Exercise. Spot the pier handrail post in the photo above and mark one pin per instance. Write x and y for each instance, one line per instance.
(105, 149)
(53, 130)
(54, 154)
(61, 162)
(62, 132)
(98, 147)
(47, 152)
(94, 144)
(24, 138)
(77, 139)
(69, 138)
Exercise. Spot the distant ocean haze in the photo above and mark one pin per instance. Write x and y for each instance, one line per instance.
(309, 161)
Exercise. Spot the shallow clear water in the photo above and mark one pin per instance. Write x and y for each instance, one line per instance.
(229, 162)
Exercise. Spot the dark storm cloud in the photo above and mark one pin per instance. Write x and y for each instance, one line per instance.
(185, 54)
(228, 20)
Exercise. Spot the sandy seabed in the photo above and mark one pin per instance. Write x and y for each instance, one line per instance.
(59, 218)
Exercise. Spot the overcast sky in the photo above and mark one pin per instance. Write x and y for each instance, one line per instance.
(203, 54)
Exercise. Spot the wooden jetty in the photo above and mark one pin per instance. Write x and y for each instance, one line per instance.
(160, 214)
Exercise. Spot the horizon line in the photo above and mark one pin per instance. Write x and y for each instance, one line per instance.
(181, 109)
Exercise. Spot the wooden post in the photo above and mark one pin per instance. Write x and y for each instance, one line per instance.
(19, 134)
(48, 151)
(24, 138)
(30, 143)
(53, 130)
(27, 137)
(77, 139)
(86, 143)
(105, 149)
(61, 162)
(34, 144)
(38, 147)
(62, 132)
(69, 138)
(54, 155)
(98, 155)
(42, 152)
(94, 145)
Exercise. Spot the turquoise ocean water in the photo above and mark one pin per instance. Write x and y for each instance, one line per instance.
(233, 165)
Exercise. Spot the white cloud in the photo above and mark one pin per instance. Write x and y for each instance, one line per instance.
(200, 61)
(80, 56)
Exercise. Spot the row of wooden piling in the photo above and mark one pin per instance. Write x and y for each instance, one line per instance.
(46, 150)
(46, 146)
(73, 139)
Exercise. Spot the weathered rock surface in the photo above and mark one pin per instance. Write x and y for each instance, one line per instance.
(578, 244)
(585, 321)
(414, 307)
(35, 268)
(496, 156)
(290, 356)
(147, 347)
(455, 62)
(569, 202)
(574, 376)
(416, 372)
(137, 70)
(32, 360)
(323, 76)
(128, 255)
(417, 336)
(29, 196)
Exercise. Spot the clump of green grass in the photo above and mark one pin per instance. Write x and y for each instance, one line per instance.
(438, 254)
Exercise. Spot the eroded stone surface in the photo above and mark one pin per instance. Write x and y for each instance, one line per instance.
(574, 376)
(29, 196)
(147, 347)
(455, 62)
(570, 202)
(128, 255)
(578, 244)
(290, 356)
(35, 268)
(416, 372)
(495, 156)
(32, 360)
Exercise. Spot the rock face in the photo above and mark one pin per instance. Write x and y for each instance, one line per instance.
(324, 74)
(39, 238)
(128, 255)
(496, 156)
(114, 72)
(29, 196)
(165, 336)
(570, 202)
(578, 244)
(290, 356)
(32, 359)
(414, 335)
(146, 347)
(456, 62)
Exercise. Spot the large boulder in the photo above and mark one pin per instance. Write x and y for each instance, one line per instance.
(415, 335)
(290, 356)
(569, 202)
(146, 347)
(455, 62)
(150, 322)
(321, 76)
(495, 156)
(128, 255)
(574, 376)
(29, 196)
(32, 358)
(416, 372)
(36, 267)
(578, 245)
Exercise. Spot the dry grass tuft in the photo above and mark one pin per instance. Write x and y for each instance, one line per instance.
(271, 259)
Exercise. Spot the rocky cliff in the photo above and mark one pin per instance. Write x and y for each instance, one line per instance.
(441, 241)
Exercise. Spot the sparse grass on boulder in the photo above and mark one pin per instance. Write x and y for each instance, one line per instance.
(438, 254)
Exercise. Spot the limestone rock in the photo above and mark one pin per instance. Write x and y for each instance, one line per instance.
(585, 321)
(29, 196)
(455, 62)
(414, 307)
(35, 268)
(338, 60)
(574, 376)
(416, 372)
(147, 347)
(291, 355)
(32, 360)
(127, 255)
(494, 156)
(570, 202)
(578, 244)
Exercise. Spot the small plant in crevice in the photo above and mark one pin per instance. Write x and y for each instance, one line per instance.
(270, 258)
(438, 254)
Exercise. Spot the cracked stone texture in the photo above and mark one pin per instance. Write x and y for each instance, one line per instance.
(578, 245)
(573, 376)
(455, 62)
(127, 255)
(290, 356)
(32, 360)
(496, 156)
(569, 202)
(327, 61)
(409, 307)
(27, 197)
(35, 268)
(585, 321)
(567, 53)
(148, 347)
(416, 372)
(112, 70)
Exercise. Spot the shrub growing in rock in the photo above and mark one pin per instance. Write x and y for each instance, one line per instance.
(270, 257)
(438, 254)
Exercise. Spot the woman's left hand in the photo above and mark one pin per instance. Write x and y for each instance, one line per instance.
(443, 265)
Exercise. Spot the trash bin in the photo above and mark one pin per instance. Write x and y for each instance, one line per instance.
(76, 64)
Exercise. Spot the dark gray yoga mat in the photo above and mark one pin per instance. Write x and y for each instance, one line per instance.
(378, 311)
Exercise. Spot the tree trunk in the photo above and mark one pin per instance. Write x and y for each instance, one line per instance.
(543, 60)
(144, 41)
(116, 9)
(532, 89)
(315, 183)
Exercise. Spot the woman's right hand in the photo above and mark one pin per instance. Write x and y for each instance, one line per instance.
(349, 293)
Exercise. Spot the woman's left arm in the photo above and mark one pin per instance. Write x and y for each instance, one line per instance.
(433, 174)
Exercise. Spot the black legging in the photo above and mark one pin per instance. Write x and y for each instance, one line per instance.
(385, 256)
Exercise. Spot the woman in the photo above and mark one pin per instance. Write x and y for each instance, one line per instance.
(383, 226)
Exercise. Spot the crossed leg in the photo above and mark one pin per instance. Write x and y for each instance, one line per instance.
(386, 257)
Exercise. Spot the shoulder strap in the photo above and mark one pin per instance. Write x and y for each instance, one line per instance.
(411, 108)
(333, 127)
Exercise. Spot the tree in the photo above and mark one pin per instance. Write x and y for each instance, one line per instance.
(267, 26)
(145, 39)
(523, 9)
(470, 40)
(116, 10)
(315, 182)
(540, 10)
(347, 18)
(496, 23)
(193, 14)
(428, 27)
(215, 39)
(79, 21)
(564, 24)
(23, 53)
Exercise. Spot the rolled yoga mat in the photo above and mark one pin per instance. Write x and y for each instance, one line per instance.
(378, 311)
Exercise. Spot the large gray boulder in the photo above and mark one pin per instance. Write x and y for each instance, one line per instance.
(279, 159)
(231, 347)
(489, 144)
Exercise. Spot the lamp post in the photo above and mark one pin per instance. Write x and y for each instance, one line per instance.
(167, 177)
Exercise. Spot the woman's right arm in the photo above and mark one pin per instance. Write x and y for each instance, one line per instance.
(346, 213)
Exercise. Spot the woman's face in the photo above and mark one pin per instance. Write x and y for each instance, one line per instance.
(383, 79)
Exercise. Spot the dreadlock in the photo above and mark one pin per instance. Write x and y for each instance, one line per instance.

----------

▸ **DO THIS**: Retype each record exactly, leaving nothing out.

▸ **TASK SOLUTION**:
Exercise. Spot the pier handrail post in the photo above and mark one pin per instance. Write x and y for each instance, one line per instance.
(105, 149)
(53, 130)
(54, 154)
(61, 162)
(62, 132)
(98, 147)
(47, 152)
(94, 144)
(24, 138)
(77, 139)
(69, 138)
Exercise. Spot the distant ocean haze in the photo above and mark one pin per instance. Write x and y for each instance, one line per instance.
(309, 161)
Exercise. Spot the shallow clear water in the photo above and mark one pin per instance. Write x and y for each instance, one line per instance.
(229, 162)
Exercise. Spot the dark storm cloud in the photo above and mark one pin per instance. Write x and y for each instance, one line per instance.
(185, 54)
(228, 20)
Exercise. Spot the sandy seabed in the photo above and mark one pin per instance. Write x and y for each instance, one line per instance.
(59, 218)
Exercise. Spot the overcast sky in the photo above and mark one pin per instance. Write x and y for each instance, one line per instance.
(203, 54)
Exercise. Spot the wooden jetty in the photo above and mark one pin per instance. Write x and y for each instance, one line per instance.
(160, 214)
Exercise. Spot the horizon line in the photo above and mark one pin per instance. Write x and y for each instance, one line per instance.
(181, 109)
Exercise. Spot the wooden post in the photo above and mark one pin per instance. Write x and y for each instance, one line per instance.
(19, 134)
(48, 151)
(24, 138)
(30, 143)
(53, 130)
(27, 137)
(77, 139)
(86, 143)
(105, 149)
(61, 162)
(34, 144)
(38, 147)
(62, 132)
(69, 138)
(54, 155)
(98, 155)
(42, 152)
(94, 145)
Exercise. Spot the turquoise ocean water in the photo above and mark one pin per instance. Write x and y for each instance, one line per instance.
(233, 165)
Exercise. Spot the white cloud in the photo above and mark one pin per instance. Write x and y for each instance, one line per instance.
(200, 61)
(80, 56)
Exercise. Spot the row of wooden piling in the photo above and mark one pin per instance. Write x and y for each instance, one line per instance.
(46, 150)
(46, 146)
(73, 139)
Exercise. Spot the weathered rock surface in the photo above and mark one pin per instance. Write x and y for each instance, one line per instance.
(578, 244)
(585, 321)
(414, 307)
(35, 268)
(496, 156)
(290, 356)
(147, 347)
(455, 62)
(569, 202)
(574, 376)
(416, 372)
(137, 70)
(32, 360)
(323, 76)
(128, 255)
(417, 336)
(29, 196)
Exercise. Spot the clump of green grass in the photo above and mark one pin per instance. Write x and y for each instance, one line per instance.
(438, 254)
Exercise. Spot the eroded stone surface in the photo above and mark one pin per instance. Write x and y for each instance, one line per instance.
(574, 376)
(29, 196)
(147, 347)
(455, 62)
(570, 202)
(128, 255)
(578, 244)
(290, 356)
(35, 268)
(416, 372)
(495, 156)
(32, 360)
Exercise. Spot the rock face in the photo above and mark one pin per instance. Write x and y for each instance, one line per instance.
(324, 74)
(39, 238)
(128, 255)
(496, 156)
(114, 72)
(29, 196)
(165, 336)
(570, 202)
(578, 244)
(290, 356)
(32, 359)
(414, 335)
(146, 347)
(456, 62)
Exercise. Spot the large boulder in the photo above and mark one pin per instance. Write x and y for each instance, one line per instance.
(415, 335)
(290, 356)
(569, 202)
(146, 347)
(455, 62)
(150, 322)
(321, 76)
(495, 156)
(128, 255)
(574, 376)
(29, 196)
(32, 358)
(416, 372)
(36, 267)
(578, 245)
Exercise. Spot the dry grass tuft in the photo above and mark one pin per instance. Write x and y for each instance, one line per instance.
(271, 259)
Exercise. Spot the rocky cliff in the photo above and mark one pin per instance. Write x and y for each instance, one line per instance.
(441, 241)
Exercise. Spot the sparse grass on boulder in the photo above and mark one pin per instance. Write x and y for each instance, one line per instance.
(438, 254)
Exercise. Spot the limestone rock in the photo above and mark one pin per instance. Write x and y for each instance, one line per instance.
(585, 321)
(29, 196)
(455, 62)
(414, 307)
(35, 268)
(338, 60)
(574, 376)
(416, 372)
(147, 347)
(291, 355)
(32, 360)
(127, 255)
(494, 156)
(570, 202)
(578, 244)
Exercise. Spot the small plant in crevice in the photo above and mark one pin per instance. Write x and y for each instance, one line per instance.
(270, 258)
(438, 254)
Exercise. Spot the cracked stone texture in the photo above and mark one pin per instance. Write x and y for each instance, one line per instance.
(578, 245)
(573, 376)
(455, 62)
(127, 255)
(290, 356)
(32, 360)
(496, 156)
(569, 202)
(327, 61)
(409, 307)
(27, 197)
(35, 268)
(585, 321)
(567, 53)
(148, 347)
(416, 372)
(112, 70)
Exercise. Spot the shrub growing in rock in the photo above and mark one pin per instance. Write x and y for each instance, one line per instance.
(270, 257)
(438, 254)
Exercise. Spot the woman's left hand in the photo above and mark one pin per instance. Write x and y for each instance, one line per instance.
(443, 265)
Exercise. Spot the trash bin in the photo above and mark one pin per instance. Write x and y for each instance, one line per instance.
(76, 64)
Exercise. Spot the dark gray yoga mat in the photo above and mark one pin per instance. Write x and y for each instance, one line per instance.
(378, 311)
Exercise. Spot the tree trunk in the photo above and mark one pin per instance. Write x and y for each instance, one line per instance.
(543, 60)
(144, 41)
(116, 9)
(532, 89)
(315, 183)
Exercise. Spot the woman's right hand in the photo above and mark one pin per instance. Write x and y for each instance, one line per instance.
(349, 293)
Exercise. Spot the woman's left arm in the photo above and mark one pin per instance. Write x and y for each instance, one line per instance.
(433, 174)
Exercise. Spot the black legging in the photo above and mark one pin per instance. Write x and y for each instance, one line per instance.
(385, 256)
Exercise. Spot the woman in the photo above and mark one pin per instance. Write x and y for each instance, one line per instance.
(383, 226)
Exercise. Spot the crossed leg in the photo above and mark one pin per instance. Write x and y for each instance, one line per instance.
(386, 257)
Exercise. Spot the shoulder strap in the photo above and mark one pin per instance. Write x and y for each instance, one line per instance.
(411, 108)
(333, 127)
Exercise. Spot the tree in the photo above and mark one pin per instance. Write x and y for each instance, one line per instance.
(267, 26)
(145, 39)
(523, 9)
(470, 40)
(116, 10)
(315, 182)
(540, 10)
(347, 18)
(496, 23)
(193, 14)
(428, 27)
(215, 39)
(79, 21)
(564, 24)
(23, 53)
Exercise. Spot the rolled yoga mat in the photo above and mark one pin per instance. Write x and y for each instance, one line per instance.
(378, 311)
Exercise. Spot the large gray boulder in the photo above and mark one pin per instance. Write x and y for each instance, one line per instance.
(279, 159)
(231, 347)
(489, 144)
Exercise. Spot the lamp post in the photo above and mark one pin per instance. Write x and y for each instance, one line per instance.
(167, 177)
Exercise. Spot the woman's right arm in the photo above and mark one pin per instance. Write x and y for each instance, one line per instance.
(346, 213)
Exercise. Spot the woman's face in the photo above and mark one pin per instance. Write x and y for each instance, one line per instance.
(383, 79)
Exercise. Spot the dreadlock in the photo above and mark one pin per instance. Write x and y for each instance, one line per instance.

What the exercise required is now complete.